» **Given instruction**
Please set down all the lines beneath this one exactly, without the pictures.

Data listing
--

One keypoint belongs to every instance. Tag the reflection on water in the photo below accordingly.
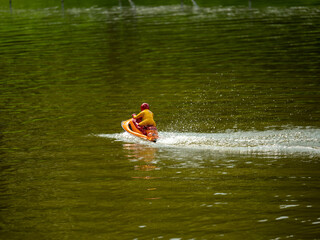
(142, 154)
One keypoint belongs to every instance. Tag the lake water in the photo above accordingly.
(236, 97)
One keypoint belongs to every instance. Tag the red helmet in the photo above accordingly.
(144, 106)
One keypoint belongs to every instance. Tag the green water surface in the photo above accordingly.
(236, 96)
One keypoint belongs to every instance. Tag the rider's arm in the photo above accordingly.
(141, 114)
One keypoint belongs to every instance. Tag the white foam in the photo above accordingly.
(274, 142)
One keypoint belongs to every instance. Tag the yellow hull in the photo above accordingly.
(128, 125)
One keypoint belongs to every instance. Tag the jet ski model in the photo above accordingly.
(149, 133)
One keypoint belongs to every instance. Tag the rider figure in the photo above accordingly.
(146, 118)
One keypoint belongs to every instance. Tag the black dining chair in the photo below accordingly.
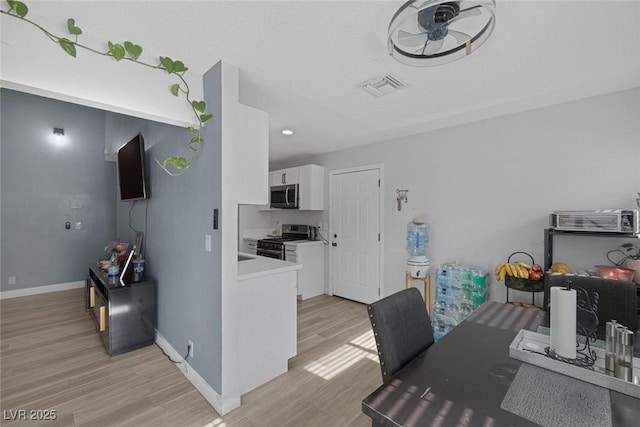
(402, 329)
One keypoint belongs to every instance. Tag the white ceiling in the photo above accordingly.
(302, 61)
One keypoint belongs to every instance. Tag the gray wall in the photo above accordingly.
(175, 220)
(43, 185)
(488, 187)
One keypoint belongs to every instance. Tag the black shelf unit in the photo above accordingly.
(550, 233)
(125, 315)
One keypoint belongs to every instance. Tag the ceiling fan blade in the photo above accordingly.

--

» **Expected answer**
One keypoint belongs to every instance. Tag the reflection on water in the photo below accordingly.
(142, 154)
One keypoint belongs to every instance. Tag the lake water in the photo above accordingly.
(236, 97)
One keypoint belongs to every instance. Tag the red helmet in the photo above accordingly.
(144, 106)
One keypoint belongs to every instance. Tag the green water surface in the photo above accordingly.
(236, 96)
One keypoint belongs to every instance. Tag the rider's arm in the photo above accordingly.
(141, 114)
One keypoint belongs to every instance. Tag the white foam in the photo above accordingly.
(274, 142)
One keypoint belongs to every instance. Tag the yellow hull in the photo above accordingly.
(128, 125)
One keypoint belongs to every instance. Tag the jet ski model in the photo above accordingly.
(149, 133)
One keypoint belongs to every instance. Tag the rider figure in the photo above accordingly.
(146, 118)
One keypoint belongs to every instance. Tag the black dining chair in the photo below accordingly.
(402, 329)
One keypoint belongs to every instance. Tag the white ceiling in the photo above accordingly.
(302, 61)
One keypoint belongs to every instance. Tag the gray wall in the photo above accordingly.
(175, 220)
(43, 185)
(488, 187)
One keypoint belongs to every instance. Tag the black shelf unit in the photo above accordingly.
(550, 233)
(125, 315)
One keypoint belongs to every instance. Tag the ceiling fan blade in the photo above accordingly.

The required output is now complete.